◆ **WHAT YOU NEED TO DO**: Transcribe the records exactly from the line with "segment the carved capital" to the end, both included.

** Start of INFORMATION PROVIDED **

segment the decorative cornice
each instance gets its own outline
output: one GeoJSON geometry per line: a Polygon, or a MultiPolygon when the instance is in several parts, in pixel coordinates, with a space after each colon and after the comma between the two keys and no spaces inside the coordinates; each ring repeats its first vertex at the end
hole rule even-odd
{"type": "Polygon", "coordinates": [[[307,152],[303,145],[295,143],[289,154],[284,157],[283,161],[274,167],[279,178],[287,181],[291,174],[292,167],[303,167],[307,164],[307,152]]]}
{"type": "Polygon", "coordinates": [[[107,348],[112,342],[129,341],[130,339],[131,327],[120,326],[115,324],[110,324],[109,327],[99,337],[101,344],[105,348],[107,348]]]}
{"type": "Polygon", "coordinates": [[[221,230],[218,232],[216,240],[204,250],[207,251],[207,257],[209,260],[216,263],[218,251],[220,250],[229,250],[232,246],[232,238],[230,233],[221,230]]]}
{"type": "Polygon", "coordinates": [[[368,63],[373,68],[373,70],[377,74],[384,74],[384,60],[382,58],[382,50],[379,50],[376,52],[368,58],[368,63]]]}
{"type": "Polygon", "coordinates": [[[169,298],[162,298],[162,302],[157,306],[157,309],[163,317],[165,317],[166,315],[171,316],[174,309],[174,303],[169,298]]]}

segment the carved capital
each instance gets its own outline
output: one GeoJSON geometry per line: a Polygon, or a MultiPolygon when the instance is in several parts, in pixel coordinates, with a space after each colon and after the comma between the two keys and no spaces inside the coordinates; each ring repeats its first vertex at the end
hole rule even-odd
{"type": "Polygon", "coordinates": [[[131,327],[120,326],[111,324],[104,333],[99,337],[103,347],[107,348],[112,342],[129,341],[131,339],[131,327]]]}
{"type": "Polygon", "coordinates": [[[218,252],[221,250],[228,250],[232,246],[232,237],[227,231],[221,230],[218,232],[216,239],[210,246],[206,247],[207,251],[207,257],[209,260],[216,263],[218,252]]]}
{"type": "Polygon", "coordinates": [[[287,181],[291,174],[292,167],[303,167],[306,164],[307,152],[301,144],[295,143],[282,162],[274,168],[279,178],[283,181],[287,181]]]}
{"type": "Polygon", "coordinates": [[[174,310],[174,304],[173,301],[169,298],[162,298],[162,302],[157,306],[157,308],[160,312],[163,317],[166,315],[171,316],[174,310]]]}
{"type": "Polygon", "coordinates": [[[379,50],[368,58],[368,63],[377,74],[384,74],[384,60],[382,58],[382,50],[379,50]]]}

** End of INFORMATION PROVIDED **

◆ **WRITTEN RESPONSE**:
segment the carved capital
each instance gets its own outline
output: one GeoJSON geometry per line: a Polygon, or a MultiPolygon when the instance is in several parts, in pixel coordinates, with a space after each colon and after the comma between the two keys and no spaces inside the coordinates; each ring repeats its first vertex at the end
hole rule even-odd
{"type": "Polygon", "coordinates": [[[131,327],[120,326],[111,324],[104,333],[99,337],[103,347],[107,348],[112,342],[129,341],[131,339],[131,327]]]}
{"type": "Polygon", "coordinates": [[[218,252],[221,250],[228,250],[232,246],[232,237],[227,231],[221,230],[218,232],[216,239],[210,246],[206,247],[207,251],[207,257],[209,260],[216,263],[218,252]]]}
{"type": "Polygon", "coordinates": [[[287,181],[291,174],[292,167],[303,167],[306,164],[307,152],[301,144],[295,143],[282,162],[274,168],[279,178],[283,181],[287,181]]]}
{"type": "Polygon", "coordinates": [[[174,310],[174,304],[173,301],[169,298],[162,298],[162,302],[157,306],[157,308],[160,312],[163,317],[166,315],[171,316],[174,310]]]}
{"type": "Polygon", "coordinates": [[[379,50],[368,58],[368,63],[377,74],[384,74],[384,60],[382,58],[382,50],[379,50]]]}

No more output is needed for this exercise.